BEGIN SUPPLIED INFORMATION

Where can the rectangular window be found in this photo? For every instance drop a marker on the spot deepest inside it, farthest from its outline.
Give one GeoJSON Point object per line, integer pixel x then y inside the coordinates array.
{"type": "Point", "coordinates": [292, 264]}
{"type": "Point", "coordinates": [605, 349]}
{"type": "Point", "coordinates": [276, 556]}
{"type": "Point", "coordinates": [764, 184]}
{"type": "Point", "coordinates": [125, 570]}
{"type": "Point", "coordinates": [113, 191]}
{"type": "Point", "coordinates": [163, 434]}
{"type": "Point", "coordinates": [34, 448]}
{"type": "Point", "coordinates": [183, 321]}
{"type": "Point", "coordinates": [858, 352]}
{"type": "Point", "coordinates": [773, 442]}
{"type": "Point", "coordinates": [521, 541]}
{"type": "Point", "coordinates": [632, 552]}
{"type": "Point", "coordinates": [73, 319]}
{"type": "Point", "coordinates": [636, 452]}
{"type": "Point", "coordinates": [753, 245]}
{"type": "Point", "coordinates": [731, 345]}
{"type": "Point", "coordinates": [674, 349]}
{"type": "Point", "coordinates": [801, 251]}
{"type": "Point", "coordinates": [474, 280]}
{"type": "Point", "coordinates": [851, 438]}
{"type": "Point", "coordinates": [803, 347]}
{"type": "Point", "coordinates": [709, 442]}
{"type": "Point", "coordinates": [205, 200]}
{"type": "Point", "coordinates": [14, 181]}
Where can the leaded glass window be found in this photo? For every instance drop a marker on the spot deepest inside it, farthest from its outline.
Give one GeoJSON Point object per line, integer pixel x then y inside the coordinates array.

END SUPPLIED INFORMATION

Only the lines from the one containing "Where can the leaded" through the final line of the records above should be printed, exactly as they stand.

Where can the leaded glass window be found in this photo? For every instance drop a marker on the spot deepest inside it, farthest from its outline.
Give one GeoJSON Point object per line, integer pixel x then y inside the coordinates array.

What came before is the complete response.